### TASK
Print every record exactly, omitting none.

╭──

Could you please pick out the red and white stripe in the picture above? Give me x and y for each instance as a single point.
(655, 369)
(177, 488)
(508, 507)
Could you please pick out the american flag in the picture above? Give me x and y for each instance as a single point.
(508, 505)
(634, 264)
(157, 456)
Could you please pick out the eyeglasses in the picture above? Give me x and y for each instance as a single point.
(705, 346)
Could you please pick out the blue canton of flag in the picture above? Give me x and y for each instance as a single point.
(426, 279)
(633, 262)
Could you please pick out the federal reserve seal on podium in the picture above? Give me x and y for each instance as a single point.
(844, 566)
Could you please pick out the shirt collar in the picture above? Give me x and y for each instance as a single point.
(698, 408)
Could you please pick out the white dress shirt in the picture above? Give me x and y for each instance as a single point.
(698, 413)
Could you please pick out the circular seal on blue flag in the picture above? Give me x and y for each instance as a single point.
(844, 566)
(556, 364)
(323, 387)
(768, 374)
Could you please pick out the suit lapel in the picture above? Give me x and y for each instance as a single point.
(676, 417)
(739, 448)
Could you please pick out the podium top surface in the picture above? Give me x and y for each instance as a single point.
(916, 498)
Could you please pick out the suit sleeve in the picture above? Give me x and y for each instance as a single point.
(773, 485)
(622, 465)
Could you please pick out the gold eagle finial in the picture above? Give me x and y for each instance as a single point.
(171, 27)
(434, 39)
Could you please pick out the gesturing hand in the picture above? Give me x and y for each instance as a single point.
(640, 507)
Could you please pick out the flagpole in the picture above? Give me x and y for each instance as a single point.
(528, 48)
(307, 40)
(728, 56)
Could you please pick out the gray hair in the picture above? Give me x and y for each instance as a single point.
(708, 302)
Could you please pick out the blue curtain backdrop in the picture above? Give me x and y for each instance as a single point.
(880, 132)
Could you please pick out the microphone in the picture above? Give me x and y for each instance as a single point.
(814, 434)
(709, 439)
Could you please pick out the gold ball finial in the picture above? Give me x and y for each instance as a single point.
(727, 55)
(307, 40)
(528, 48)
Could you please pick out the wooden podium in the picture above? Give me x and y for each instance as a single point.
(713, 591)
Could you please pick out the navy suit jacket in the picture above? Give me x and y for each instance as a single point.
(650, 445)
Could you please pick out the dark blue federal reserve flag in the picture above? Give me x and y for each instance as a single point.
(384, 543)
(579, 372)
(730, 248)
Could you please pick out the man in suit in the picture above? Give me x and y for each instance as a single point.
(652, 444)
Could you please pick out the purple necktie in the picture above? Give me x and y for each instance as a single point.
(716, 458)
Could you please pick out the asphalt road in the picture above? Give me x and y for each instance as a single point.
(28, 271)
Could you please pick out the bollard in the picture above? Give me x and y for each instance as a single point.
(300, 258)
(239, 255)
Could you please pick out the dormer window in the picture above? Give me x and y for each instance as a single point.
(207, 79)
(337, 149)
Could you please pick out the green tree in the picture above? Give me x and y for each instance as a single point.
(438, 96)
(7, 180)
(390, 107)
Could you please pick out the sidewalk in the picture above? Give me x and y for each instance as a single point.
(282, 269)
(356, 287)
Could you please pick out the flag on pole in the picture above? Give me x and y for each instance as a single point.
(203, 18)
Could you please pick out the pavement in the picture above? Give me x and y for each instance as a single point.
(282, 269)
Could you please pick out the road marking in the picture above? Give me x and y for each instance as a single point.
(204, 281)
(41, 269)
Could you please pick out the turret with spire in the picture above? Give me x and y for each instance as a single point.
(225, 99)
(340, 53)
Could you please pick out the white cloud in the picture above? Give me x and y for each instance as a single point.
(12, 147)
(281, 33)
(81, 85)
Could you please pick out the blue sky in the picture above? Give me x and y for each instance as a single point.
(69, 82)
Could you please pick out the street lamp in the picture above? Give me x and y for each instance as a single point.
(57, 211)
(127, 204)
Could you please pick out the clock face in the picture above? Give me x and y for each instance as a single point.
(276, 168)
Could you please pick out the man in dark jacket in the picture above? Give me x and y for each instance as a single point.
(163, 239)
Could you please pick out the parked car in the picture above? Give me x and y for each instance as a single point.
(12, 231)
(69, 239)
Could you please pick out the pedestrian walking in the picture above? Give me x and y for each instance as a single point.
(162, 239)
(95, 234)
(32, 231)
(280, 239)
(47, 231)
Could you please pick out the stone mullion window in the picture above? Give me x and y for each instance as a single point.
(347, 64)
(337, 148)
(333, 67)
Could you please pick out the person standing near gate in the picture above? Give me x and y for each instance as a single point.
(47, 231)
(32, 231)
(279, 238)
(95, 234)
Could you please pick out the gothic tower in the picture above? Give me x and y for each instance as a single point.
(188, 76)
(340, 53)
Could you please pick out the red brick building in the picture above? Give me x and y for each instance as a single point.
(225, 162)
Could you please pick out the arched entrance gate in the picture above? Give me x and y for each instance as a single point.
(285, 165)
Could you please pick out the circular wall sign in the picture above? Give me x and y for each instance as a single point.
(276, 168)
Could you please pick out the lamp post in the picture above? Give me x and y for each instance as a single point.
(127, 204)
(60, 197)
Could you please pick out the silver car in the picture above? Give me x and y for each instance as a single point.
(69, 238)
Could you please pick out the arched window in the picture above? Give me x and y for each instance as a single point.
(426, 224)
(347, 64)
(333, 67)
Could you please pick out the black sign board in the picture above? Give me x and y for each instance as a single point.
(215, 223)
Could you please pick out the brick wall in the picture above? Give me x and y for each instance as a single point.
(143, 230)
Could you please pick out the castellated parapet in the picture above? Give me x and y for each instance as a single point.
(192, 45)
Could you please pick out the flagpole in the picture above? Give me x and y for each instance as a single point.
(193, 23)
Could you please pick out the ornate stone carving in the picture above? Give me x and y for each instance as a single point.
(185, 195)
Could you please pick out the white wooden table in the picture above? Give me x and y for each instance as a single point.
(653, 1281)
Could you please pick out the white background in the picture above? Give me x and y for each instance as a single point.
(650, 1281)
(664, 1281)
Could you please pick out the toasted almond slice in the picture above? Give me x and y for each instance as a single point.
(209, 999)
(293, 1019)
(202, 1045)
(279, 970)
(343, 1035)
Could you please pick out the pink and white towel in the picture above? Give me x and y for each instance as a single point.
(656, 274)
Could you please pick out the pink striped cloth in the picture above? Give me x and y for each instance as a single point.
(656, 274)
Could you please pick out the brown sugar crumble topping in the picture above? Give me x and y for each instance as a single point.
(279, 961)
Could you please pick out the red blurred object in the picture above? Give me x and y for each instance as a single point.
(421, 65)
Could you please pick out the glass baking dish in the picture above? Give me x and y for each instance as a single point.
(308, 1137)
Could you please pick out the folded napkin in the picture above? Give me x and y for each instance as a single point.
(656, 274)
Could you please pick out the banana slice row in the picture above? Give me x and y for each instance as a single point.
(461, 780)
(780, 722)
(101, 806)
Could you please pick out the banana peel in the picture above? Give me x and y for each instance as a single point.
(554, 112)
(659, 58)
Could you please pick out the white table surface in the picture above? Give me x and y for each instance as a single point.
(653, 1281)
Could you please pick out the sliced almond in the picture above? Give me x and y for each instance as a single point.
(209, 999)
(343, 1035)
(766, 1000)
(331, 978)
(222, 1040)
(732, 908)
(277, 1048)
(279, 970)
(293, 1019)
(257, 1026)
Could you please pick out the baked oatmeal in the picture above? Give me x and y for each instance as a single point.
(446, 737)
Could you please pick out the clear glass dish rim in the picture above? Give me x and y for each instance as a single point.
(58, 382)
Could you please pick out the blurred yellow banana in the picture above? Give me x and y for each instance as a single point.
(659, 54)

╰──

### ANSWER TO THIS EXERCISE
Could you please pick out the red and white stripe in the picture above? Give me x and y for each instance as a single point.
(655, 369)
(177, 488)
(508, 507)
Could you please pick out the american flag in the picture above? Give me x and y for each instance as a single point.
(508, 505)
(634, 264)
(157, 456)
Could you please pick out the eyeglasses in the picture above? Give me x and y for each instance as a single point.
(705, 346)
Could you please pick out the blue canton of flag in the picture above? Give me x and y for each instance as a single point.
(426, 279)
(633, 262)
Could you please pick out the federal reserve seal on podium in the picture above? Give me x and y for each instance as a single point.
(844, 566)
Could you please pick out the shirt collar in the picture above? Give me x and y for each instance as a single point.
(698, 408)
Could you please pick out the white dress shirt in the picture above? Give me x and y for each instance as a single point.
(698, 413)
Could you please pick out the circular seal on blue flag in the picture above? Give me x and y for each instance as a single point.
(844, 566)
(556, 364)
(323, 387)
(768, 374)
Could you please pick out the suit lapel in the picture above? Give me x and y for each instance as a single point.
(676, 417)
(739, 448)
Could you please pick out the podium top surface in the picture above? Give me x and y for each instance as a single point.
(916, 498)
Could you please pick out the suit sleeve in the picture above? Give me x and y for each instance as a single point.
(773, 485)
(622, 465)
Could you please pick out the gold eagle finial in the picture above? Give me x and y for each instance as a single point.
(171, 27)
(434, 39)
Could you please pick out the gesturing hand in the picture above? Give me x and y for each instance as a single point.
(640, 507)
Could you please pick out the flagpole in the picture above? Give me x and y for each instance as a single point.
(528, 48)
(307, 40)
(728, 56)
Could you please pick out the gray hair in the picture above? Give me x and y for each instance as a single point.
(708, 302)
Could you please pick out the blue curtain backdrop in the picture above? Give me x and y for each instance as a single point.
(880, 132)
Could you please pick out the microphone in the picture above? Give me x and y for each instance as a single point.
(814, 434)
(709, 439)
Could you please pick out the gold ball finial in the picture above? Give me x and y for each instance as a single point.
(727, 55)
(307, 40)
(528, 48)
Could you please pick out the wooden podium in the picture above? Give me x and y for each instance as a single point.
(713, 591)
Could you please pick out the navy suit jacket in the picture above? Give me x and y for each instance as a single point.
(650, 445)
Could you please pick out the dark blue federal reserve flag in the picture above? Give me x and y for each instance as a single point.
(384, 543)
(579, 372)
(730, 248)
Could you please pick out the man in suit in the picture above? Give me x and y for each instance as a single point.
(652, 444)
Could you please pick out the purple necktie in the picture above? Give me x and y for each instance as a single point.
(716, 458)
Could you please pick out the asphalt road in the picture above? Give me x and y for each instance as a single point.
(28, 271)
Could you please pick out the bollard in the picture above? Give me x and y for each instance as a single point.
(300, 258)
(239, 255)
Could you please pick out the dormer window in the picture above? Give me x and y for each instance as a single point.
(207, 79)
(337, 149)
Could you please pick out the green tree in the picture above? Give me x and y for each instance as a single point.
(438, 96)
(7, 180)
(390, 107)
Could you please pick out the sidewalk in the picture above? Give me x and y for each instance as a single point.
(282, 269)
(356, 287)
Could you please pick out the flag on pole in the picture above? Give me x and y for each instance as a single point.
(203, 18)
Could you please pick out the pavement in the picture above? Give me x and y for each instance as a single point.
(282, 269)
Could you please pick out the road marking in the picture above? Give me x and y for each instance as a single point.
(204, 281)
(41, 269)
Could you please pick out the turret with spire in the picture above? Give me x and y for each instance as a single point.
(225, 99)
(340, 53)
Could you please pick out the white cloud in the picture above? Give me x and y for each instance as a single point.
(12, 147)
(281, 33)
(81, 85)
Could you please pick out the blue sky in the picture above? Give me x and y for each instance as a single point.
(69, 82)
Could you please pick out the street lamp in the picture above? Give me x and y for each instance as a single point.
(57, 211)
(127, 204)
Could you please pick out the clock face in the picture above? Give me x and y for each instance as a single point.
(276, 168)
Could you please pick out the man in dark jacket in the picture above? Give me x and y for each instance as a single point.
(163, 239)
Could you please pick out the parked car in the picture above? Give me x and y for each instance as a single point.
(12, 231)
(69, 239)
Could you please pick out the pedestrian walking in the picture above? Give me x and y for each instance as a single point.
(162, 239)
(95, 234)
(32, 231)
(280, 239)
(47, 231)
Could you please pick out the stone mullion window in the picture above? Give me x and y for each instance as a single point.
(347, 64)
(337, 148)
(333, 67)
Could you please pick out the person standing near gate in the picture above? Give me x and y for each instance as a single point.
(47, 231)
(32, 231)
(279, 238)
(95, 234)
Could you please pick out the gothic tower in the picture above? Give me x and y for each instance as a single point.
(188, 76)
(340, 53)
Could you please pick out the red brick building in the picture above? Give me x and y for each instance as a single point.
(225, 162)
Could you please pick out the arched entrance gate in the picture above? Give me x and y for each instance as a single point.
(285, 165)
Could you please pick out the circular wall sign in the picture above? Give me x and y for each instance as a single point.
(276, 168)
Could you please pick out the lamp post in the picture above? Give me x and y for each instance as a single point.
(127, 204)
(60, 197)
Could you please pick out the silver car in the picture above? Give me x and y for each instance as a single point.
(69, 238)
Could you please pick out the arched window in the picture above? Give me x and y for each instance as a single point.
(426, 224)
(347, 64)
(333, 67)
Could you please pick out the black sign board in the picture above? Give me x and y for each instance as a single point.
(215, 223)
Could you please pick out the brick wall in the picture above? Give me x and y for each instance as a single point.
(143, 230)
Could you please pick out the castellated parapet in the picture above? Give me x and y for each instance as a single point.
(192, 45)
Could you please pick out the flagpole in the picture above? Give me x and y for each instance as a single point.
(193, 23)
Could you please pick out the ornate stone carving in the picture above? Give me x and y for each instance as a single point.
(185, 195)
Could you please pick out the white wooden table in the picture above? Give me x and y for each instance as a single point.
(653, 1281)
Could you please pick out the white background in the picture above? Give me x and y for each instance as a single point.
(650, 1281)
(664, 1281)
Could you please pick out the toasted almond slice in the picture above? Give me x and y for each instance as a single point.
(209, 999)
(293, 1019)
(202, 1045)
(279, 970)
(343, 1035)
Could you please pick out the pink and white towel in the picture above? Give me x and y for each instance as a single point.
(656, 274)
Could you please pick out the pink striped cloth in the picture above? Give me x and y for each instance as a single point.
(656, 274)
Could you please pick out the brown sugar crumble topping in the picture above? Give me x and y for each instance as a single point.
(279, 961)
Could you please pick out the red blurred object in the picture above? Give me x and y for each instance as a single point.
(421, 65)
Could you please pick out the glass baking dish in the picture above? Give me x and y for each instance as a single point.
(308, 1137)
Could you please pick out the folded napkin in the picture above? Give me x and y for each instance as a single point.
(656, 274)
Could you please pick out the banana slice row in the picture above? Give me x and y for each instance as a single point.
(461, 780)
(780, 722)
(101, 806)
Could you please pick out the banana peel in the picture above? Give me x and y for each instance as a single point.
(554, 112)
(659, 58)
Could you please pick out the white table surface in the picture above? Give me x and y for each instance as a single point.
(653, 1281)
Could you please pick out the sliced almond in the picture above? Give me x and y for each instance as a single point.
(209, 999)
(343, 1035)
(766, 1000)
(331, 978)
(222, 1040)
(732, 908)
(277, 1048)
(279, 970)
(293, 1019)
(257, 1026)
Could you please pick out the baked oatmeal in the picture above? Give me x and y for each instance as a single point.
(446, 737)
Could you please pick out the clear glass dish rim in the picture above? Give me x and y for each instance as a single point.
(58, 382)
Could you please pick out the blurred yellow banana in the picture above? Give me x and y for each instance as a single point.
(659, 54)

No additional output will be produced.